TEXT PASSAGE:
####

Such instructions may be implemented to perform a task, implement a
data type, transform the state of one or more components, achieve a
technical effect, or otherwise arrive at a desired result.
[0065] The logic system may include one or more processors
configured to execute software instructions. Additionally or
alternatively, the logic system may include one or more hardware or
firmware logic circuits configured to execute hardware or firmware
instructions. Processors of the logic system may be single-core or
multi-core, and the instructions executed thereon may be configured
for sequential, parallel, and/or distributed processing. Individual
components of the logic system optionally may be distributed among
two or more separate devices, which may be remotely located and/or
configured for coordinated processing. Aspects of the logic system
may be virtualized and executed by remotely accessible, networked
computing devices configured in a cloud-computing
configuration.
[0066] Storage system 182 includes one or more physical devices
configured to hold instructions executable by the logic system to
implement the methods and processes described herein. When such
methods and processes are implemented, the state of storage system
182 may be transformed--e.g., to hold different data.
[0067] Storage system 182 may include removable and/or built-in
devices. Storage system 182 may include optical memory (e.g., CD,
DVD, HD-DVD, Blu-Ray Disc, etc.), semiconductor memory (e.g., RAM,
EPROM, EEPROM, etc.), and/or magnetic memory (e.g., hard-disk
drive, floppy-disk drive, tape drive, MRAM, etc.), among others.
Storage system 182 may include volatile, nonvolatile, dynamic,
static, read/write, read-only, random-access, sequential-access,
location-addressable, file-addressable, and/or content-addressable
devices.

####

DATASET EXCERPT:

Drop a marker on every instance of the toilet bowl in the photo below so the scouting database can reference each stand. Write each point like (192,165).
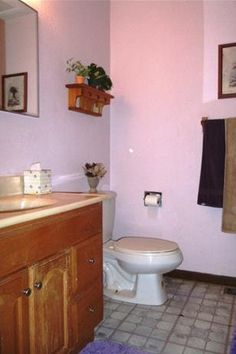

####

PROMPT 1: In the passage on the logic and storage systems, what three kinds of memory may storage system 182 include?
PROMPT 2: Please continue the passage on the logic and storage systems from the point where it stops.

EXERCISE RESPONSE 1: Optical memory, semiconductor memory, and magnetic memory.

EXERCISE RESPONSE 2:
[0068] It will be appreciated that storage system 182 includes one
or more physical devices and is not merely an electromagnetic
signal, an optical signal, etc. that is not held by a physical
device for a finite duration.
[0069] Aspects of logic system 180 and storage system 182 may be
integrated together into one or more hardware-logic components.
Such hardware-logic components may include field-programmable gate
arrays (FPGAs), program- and application-specific integrated
circuits (PASIC/ASICs), program- and application-specific standard
products (PSSP/ASSPs), system-on-a-chip (SOC), and complex
programmable logic devices (CPLDs), for example.
[0070] As shown in FIG. 1B, logic system 180 and storage system 182
may cooperate to instantiate SSL machine 120, beamforming machine
122, face location machine 124, face identification machine 126,
voice identification machine 128, speech recognition machine 130,
and diarization machine 132. As used herein, the term "machine" is
used to collectively refer to the combination of hardware,
firmware, software, and/or any other components that are
cooperating to provide the described functionality. In other words,
"machines" are never abstract ideas and always have a tangible
form. The software and/or other instructions that give a particular
machine its functionality may optionally be saved as an unexecuted
module on a suitable storage device, and such a module may be
transmitted via network communication and/or transfer of the
physical storage device on which the module is saved.
[0071] When included, display(s) 184 may be used to present a
visual representation of data held by storage system 182. This
visual representation may take the form of a graphical user
interface (GUI). As one example, transcript 1000 may be visually
presented on a display 184. As the herein described methods and
processes change the data held by the storage machine, and thus
transform the state of the storage machine, the state of display(s)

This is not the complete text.